SUPPLIED TEXT.
I am just a bit early.

Posted by: b | Feb 11 2008 18:27 utc | 4

yes I agree b, but I just wanted to restate some basic facts, this or that happens on the ground, going up to the financial system is necessary but difficult (for me.)

Posted by: Tangerine | Feb 11 2008 18:40 utc | 5

I remember my shock, years ago, when, in my untarnished innocence, I learned that potatoes were exported (under armed gaurd)from Ireland to England. I also remember being slightly surprised to later learn that people who tried to tell the public in England about the famine were ridiculed in a manner similar to what we saw as the Iraq debacle was launched.

Many things change, but bullshit is the favorite spread although it continues to smell the same.

We'll see people starving on the evening news as we eat our dinner or munch our crunchies and the bobble heads will say,"My o my, how sad!"

DATASET CONTENT.
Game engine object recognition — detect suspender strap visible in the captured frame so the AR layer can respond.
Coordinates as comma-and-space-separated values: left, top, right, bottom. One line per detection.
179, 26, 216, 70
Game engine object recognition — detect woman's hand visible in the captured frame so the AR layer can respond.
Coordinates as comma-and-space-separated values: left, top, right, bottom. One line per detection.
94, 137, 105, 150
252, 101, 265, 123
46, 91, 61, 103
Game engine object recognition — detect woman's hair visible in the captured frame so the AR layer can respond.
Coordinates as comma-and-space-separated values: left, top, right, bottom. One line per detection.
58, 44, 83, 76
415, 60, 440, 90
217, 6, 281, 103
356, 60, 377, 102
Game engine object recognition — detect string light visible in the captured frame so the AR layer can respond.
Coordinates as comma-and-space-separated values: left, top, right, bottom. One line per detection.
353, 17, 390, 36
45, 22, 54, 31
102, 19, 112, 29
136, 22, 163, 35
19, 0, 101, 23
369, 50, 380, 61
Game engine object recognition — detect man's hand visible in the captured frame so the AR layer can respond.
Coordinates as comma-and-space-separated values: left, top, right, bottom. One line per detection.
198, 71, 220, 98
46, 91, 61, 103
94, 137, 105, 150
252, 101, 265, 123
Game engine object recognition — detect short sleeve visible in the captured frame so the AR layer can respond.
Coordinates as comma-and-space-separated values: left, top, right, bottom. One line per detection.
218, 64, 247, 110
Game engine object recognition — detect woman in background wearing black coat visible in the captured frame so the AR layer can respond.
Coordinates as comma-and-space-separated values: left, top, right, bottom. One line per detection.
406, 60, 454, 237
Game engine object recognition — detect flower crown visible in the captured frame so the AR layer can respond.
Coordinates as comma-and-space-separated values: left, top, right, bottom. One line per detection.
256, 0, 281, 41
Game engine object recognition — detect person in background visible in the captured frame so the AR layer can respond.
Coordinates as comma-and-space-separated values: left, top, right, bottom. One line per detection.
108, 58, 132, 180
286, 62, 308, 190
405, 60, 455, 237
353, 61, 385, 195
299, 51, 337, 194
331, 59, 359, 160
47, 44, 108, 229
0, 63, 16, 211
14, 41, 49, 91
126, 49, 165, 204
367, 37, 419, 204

EXERCISE REQUIREMENTS.
Answer these questions about the comment thread above.
(a) At what time on Feb 11 2008 did Tangerine post?
(b) Between which two countries were potatoes exported under armed guard?
(c) Who, according to the thread, was ridiculed in a manner similar to what was seen as the Iraq debacle was launched?

ANSWER TO THIS TASK.
(a) 18:40 utc
(b) From Ireland to England
(c) People who tried to tell the public in England about the famine